**OBJECTIVE**
Quote every entry word for word.

**EXTRACTED RECORDS**
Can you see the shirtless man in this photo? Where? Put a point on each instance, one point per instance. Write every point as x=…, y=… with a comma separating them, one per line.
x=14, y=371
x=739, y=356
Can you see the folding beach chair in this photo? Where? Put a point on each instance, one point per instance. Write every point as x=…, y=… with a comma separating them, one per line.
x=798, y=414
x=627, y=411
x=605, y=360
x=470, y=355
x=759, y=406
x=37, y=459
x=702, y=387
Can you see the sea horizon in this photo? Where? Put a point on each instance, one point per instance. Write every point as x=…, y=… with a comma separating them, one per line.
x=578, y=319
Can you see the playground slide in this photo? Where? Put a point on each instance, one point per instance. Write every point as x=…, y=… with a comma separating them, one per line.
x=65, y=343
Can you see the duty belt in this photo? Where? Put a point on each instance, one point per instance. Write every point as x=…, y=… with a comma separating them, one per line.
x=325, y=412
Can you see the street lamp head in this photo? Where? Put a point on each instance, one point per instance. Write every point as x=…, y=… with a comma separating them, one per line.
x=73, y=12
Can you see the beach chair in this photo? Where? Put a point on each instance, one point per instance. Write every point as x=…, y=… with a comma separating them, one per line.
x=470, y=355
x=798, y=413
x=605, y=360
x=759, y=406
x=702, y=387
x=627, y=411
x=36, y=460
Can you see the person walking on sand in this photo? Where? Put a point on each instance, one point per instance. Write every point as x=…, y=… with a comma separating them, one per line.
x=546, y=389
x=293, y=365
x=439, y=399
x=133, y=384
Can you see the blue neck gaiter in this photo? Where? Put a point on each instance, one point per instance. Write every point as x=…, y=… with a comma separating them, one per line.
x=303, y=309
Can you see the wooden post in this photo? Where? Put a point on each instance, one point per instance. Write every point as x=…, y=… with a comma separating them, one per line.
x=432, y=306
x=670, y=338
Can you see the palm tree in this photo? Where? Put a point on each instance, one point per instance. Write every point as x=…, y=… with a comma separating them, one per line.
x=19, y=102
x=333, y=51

**WRITTEN REPLY**
Can you see the shirtless man in this photo? Where? Put a point on each instance, one point per instance. Write every point as x=…, y=… with a comma separating them, one per line.
x=14, y=371
x=739, y=356
Can you see the folding beach chair in this photo? Where? Put a point on each instance, one point per instance. Write every point as x=…, y=… with a comma separating them, one per line.
x=798, y=414
x=627, y=411
x=605, y=360
x=470, y=355
x=759, y=406
x=37, y=459
x=702, y=387
Can you see the sea horizon in this photo? Where? Put a point on each instance, one point per instance. Write every point as x=…, y=… with a comma separating them, one per line.
x=578, y=319
Can you see the playground slide in this photo? Where? Put a point on each instance, one point per instance. Write every point as x=…, y=… with a comma separating them, one per line.
x=65, y=343
Can you see the duty belt in this photo? Where? Put a point on each instance, one point per instance. Write every point as x=…, y=… with a comma separating them, one per line.
x=325, y=412
Can you see the street lamp head in this photo? Where? Put a point on each instance, one point per instance. Write every point as x=…, y=… with a comma separating them, one per line.
x=73, y=12
Can you see the beach chair in this photo? Where? Put a point on each instance, one point per instance. Write every point as x=…, y=… with a comma separating them, one per line.
x=470, y=355
x=798, y=413
x=605, y=360
x=759, y=406
x=702, y=387
x=627, y=411
x=36, y=460
Can you see the person walking on sand in this photo? Where? Put a point on each instance, one point per instance. Write every point as x=…, y=… with a comma separating them, one per line.
x=546, y=389
x=293, y=365
x=439, y=399
x=133, y=384
Can you see the blue neck gaiter in this photo? Where? Put a point on each instance, one point per instance. Write every point as x=…, y=… with a comma separating them, one per line.
x=303, y=309
Can you see the wooden post in this photo? Where? Put a point on each instance, one point per instance. Write every point as x=…, y=… with a comma separating them, one per line.
x=432, y=306
x=670, y=338
Can you see the palm tree in this photo? Where? Put a point on each instance, one point per instance. Write every point as x=…, y=… with a comma separating them, one per line.
x=19, y=102
x=333, y=51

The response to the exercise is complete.